- **EXERCISE TASKS**
(A) In the interview excerpt, which bass guitar does the speaker say they never even thought about selling?
(B) Decide whether each statement agrees with the interview excerpt: (i) The speaker sold synths during difficult times. (ii) The speaker studied tabla in Japan. (iii) "Born Slippy" is credited to Underworld. Answer yes or no for each, and quote the deciding words.
(C) Continue the interview excerpt about the speaker's instruments, influences and edits from the point where it stops.

- **EXTRACT PROVIDED**
[BEGIN]
Oh, this is my favorite part! While nerds keep praising their modular setups, my best investments of all instruments I own was a pair TOCA congas. God knows how many gigs and touring it endured, and of 500$ I made thousands. In difficult times I sold the synths, even the beloved ones, but I never even thought about selling my Music Man 5 String bass. Some instruments are for the lifetime. I still have a collection of gongs and bells I bought in Ladakh (and a collection of stories that come along), or a set of tabla that I studied in India and use sometimes even in edits. Now is the era of sound libraries and emulation, but some things aren’t or will never be covered. 

Which five songs are most important in having influenced your musical career and your sense of style?

This is the question I hate to answer – partially because my mind refuses to single out just 5 or 10 or 20 songs that influenced me, or rather the musical pieces that influenced me the most were not songs at all! Yes, there were tracks like Underworld’s epic “Born Slippy” that was kind of turning point, but the music that influenced me on much deeper level belongs to ones like Keith Jarrett or Hariprasad Chaurasia. Sure, this is a personal level, hardly to be in touch with dance-oriented music, but those influences are more important to me than any of the charted DJ anthems.

Roughly you can divide your edits into three categories:
Deep groovers like “Right Size” and “Like It Is”
Melodic and uplifting: “Always Wanted To Sing” and “Disco Dancer”
Slow and gentle: “Slave To Love”, “Dawn”
And then there are the curve balls like “Not Unusual”. You really reach wide with genres and different takes. Yet there is almost always a distinct sound, often ascending bleeps and bloops. How would you define your own sound and approach?
[END]
[Collected data]
[BEGIN]
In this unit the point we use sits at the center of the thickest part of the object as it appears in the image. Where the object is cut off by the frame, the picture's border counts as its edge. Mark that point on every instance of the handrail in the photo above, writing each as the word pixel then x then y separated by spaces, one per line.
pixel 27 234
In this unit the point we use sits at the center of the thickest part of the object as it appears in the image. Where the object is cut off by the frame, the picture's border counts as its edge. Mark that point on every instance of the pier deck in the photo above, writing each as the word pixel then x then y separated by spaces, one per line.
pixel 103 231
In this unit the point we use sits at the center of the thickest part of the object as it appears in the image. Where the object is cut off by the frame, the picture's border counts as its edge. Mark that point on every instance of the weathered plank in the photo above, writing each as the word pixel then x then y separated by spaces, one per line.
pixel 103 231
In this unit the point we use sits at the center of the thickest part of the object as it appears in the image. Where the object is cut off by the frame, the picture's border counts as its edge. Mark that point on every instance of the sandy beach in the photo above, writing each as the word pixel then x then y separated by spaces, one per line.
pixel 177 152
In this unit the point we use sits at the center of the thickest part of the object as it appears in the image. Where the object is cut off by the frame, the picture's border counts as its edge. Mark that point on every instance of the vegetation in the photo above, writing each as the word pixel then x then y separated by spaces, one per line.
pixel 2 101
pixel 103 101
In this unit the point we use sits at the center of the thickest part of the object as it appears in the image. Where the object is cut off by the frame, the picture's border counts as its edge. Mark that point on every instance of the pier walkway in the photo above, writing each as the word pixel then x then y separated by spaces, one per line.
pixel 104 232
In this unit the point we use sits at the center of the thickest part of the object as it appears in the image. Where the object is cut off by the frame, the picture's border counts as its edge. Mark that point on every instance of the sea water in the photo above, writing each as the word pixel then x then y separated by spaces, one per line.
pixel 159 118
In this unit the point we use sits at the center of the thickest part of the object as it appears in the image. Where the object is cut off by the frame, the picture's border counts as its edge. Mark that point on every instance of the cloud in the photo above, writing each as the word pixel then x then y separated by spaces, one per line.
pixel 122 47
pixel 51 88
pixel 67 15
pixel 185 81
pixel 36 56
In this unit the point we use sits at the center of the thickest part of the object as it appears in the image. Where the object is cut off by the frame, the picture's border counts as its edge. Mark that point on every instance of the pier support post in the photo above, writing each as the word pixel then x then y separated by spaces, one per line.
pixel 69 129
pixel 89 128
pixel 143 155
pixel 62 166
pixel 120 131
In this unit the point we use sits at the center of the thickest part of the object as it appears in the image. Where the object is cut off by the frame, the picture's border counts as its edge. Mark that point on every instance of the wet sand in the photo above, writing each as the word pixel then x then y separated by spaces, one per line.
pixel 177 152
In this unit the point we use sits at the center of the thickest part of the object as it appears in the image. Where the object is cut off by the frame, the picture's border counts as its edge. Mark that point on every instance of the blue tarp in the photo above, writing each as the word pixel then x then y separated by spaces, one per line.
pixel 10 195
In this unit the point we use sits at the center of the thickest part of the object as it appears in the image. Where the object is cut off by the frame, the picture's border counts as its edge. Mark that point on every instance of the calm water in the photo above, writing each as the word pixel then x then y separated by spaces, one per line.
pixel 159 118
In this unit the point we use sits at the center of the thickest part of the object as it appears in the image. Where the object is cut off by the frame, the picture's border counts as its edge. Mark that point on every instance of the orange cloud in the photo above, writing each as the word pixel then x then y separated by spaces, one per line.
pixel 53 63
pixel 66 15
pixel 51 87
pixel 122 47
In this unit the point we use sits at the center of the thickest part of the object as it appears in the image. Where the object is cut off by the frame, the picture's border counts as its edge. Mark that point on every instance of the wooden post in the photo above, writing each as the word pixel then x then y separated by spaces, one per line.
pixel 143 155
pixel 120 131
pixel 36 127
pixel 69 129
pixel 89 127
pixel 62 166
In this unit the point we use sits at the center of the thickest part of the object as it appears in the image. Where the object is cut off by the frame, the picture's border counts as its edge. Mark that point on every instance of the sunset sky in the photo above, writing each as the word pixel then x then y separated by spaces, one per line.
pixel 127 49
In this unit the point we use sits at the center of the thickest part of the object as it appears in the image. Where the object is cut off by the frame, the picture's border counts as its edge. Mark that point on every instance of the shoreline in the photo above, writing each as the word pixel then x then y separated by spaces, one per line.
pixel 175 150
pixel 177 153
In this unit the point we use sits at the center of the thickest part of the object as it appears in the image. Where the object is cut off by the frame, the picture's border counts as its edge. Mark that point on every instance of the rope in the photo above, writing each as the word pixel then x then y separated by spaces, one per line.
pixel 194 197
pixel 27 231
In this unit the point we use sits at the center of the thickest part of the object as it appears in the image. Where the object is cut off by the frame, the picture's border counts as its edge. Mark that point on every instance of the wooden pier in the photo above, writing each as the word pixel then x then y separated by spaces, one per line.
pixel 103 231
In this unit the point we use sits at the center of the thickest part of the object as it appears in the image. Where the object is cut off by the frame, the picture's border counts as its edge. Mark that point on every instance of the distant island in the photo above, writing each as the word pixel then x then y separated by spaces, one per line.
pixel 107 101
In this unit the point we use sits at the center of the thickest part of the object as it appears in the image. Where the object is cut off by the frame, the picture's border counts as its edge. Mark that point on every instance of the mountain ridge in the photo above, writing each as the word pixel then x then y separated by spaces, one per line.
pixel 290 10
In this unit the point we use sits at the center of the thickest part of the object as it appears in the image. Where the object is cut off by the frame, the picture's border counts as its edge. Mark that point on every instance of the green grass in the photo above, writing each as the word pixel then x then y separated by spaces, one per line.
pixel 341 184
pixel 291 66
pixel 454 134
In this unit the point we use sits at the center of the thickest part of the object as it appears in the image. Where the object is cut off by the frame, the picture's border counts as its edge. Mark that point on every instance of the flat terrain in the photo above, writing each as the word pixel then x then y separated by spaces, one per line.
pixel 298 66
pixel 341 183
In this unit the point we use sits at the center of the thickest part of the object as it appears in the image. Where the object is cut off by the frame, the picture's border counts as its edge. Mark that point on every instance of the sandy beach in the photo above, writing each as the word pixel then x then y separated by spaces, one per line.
[END]
- **EXPECTED ANSWERS**
(A) A Music Man 5 String bass.

(B)
(i) Yes: "In difficult times I sold the synths"
(ii) No: "a set of tabla that I studied in India"
(iii) Yes: "Underworld’s epic “Born Slippy”"

(C)
Roughly indeed. See, we are living in the world of unstable mind. People can hardly live a day and stay focused on one thing, everyone is constantly distracted and actually wants to stay distracted – imagine you’d be limited to one or two images on your Instagram per day: the whole thing is based on a flow, everything is shaped to keep you going. So current musical situation is much a reflection of this phenomena – there are DJ’s who never replay a track that they had played once, and I bet they wouldn’t run out of material in the observable future. So, to resolve this for myself – I keep the form which like a timeline in Facebook, quite recognizable, with certain rules and I keep filing it with the types of messages, as wide as the world can get. Sort of.

What are you steering towards for V’s edits currently? We’ve been rocking, dancing, a trip to Africa. What can your fans expect as your next move?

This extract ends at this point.